§ **Passage shown**:

┄┄┄┄┄┄┄┄┄┄

The Institutional Framework and
the Institutional Balance

ALAN DASHWOOD


 Resolved to substitute for age-old rivalries the merging of their essential interests; to create, by establishing an economic community, the basis for a broader and deeper community among peoples long divided by bloody conflicts; and to lay the foundations for institutions which will give direction to a destiny henceforward shared 


I. INTRODUCTION

THE MOVING WORDS of the final recital of the preamble to the Treaty establishing the European Coal and Steel Community (hereinafter, ‘ECSC Treaty’ or ‘ECSC’) encapsulate the project that was launched in the 1950s to provide a solution to the ‘age-old rivalries’ that had made Europe the cock-pit of the world, arguably since the seventeenth century, but most catastrophically in the twentieth. The aim, eloquently proclaimed by the Schuman Declaration of May 1950,1 was to bind together the nations of Europe politically and economically in such a way as to make it inconceivable that they would ever fight each other again. This was to be achieved step by step, by first establishing an economic community and then going on to broaden and deepen the relationship, a development that would be channelled by a carefully designed set of institutions.
An essential feature of the institutional design that may loosely be identified as the ‘Community model’ has always been the interaction between institutions composed of representatives of the Member States and ‘supranational’ institutions with a duty to act independently of national governments: the role of the former being to involve national political leaders directly in the enterprise of shaping a common European future; that of the latter, to consolidate the gains made (the acquis communautaire) and, if practicable, to carry the integration process forward. Finding and maintaining an appropriate balance between the two groups of institutions has been an essential requirement of the sometimes faltering progress of the EC/EU during the half century since the signing of the Treaty of Rome.
Under the system of the ECSC Treaty, the heavyweight institution was the supranational High Authority. It headed the list of institutions in Article 7 ECSC, with the Special Council of Ministers coming only third, after the Common Assembly and before the Court of Justice. It was the High Authority that was charged explicitly with responsibility for attaining the objectives of the Treaty; and, with a few exceptions, it was also the decision-making body of the Community, empowered to adopt the formal instruments defined by Article 14 ECSC.2 The High Authority was authorised, among other things, to: procure funds3; fix maximum and minimum prices for certain products4; ensure compliance by the Member States with their obligations under the Treaty5; and fine undertakings guilty of infringing the ECSC’s rules on competition.6 The role of the Council was more particularly to harmonise the action of the High Authority with that of the governments of the Member States, acknowledged as being ‘responsible for the general economic policies of their countries’.7 The characteristic involvement of the Council in decisionmaking was by way of a requirement for it to be consulted, or for its assent (avis conforme) to be obtained,8 on actions the High Authority was proposing to take.

┄┄┄┄┄┄┄┄┄┄

§ **Given request**:
According to the passage on the institutional balance, which institution was the heavyweight under the system of the ECSC Treaty?

┄┄┄┄┄┄┄┄┄┄

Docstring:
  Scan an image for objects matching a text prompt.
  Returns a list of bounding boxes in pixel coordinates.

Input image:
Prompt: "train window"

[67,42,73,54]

┄┄┄┄┄┄┄┄┄┄

§ **Exercise answer**:
The supranational High Authority.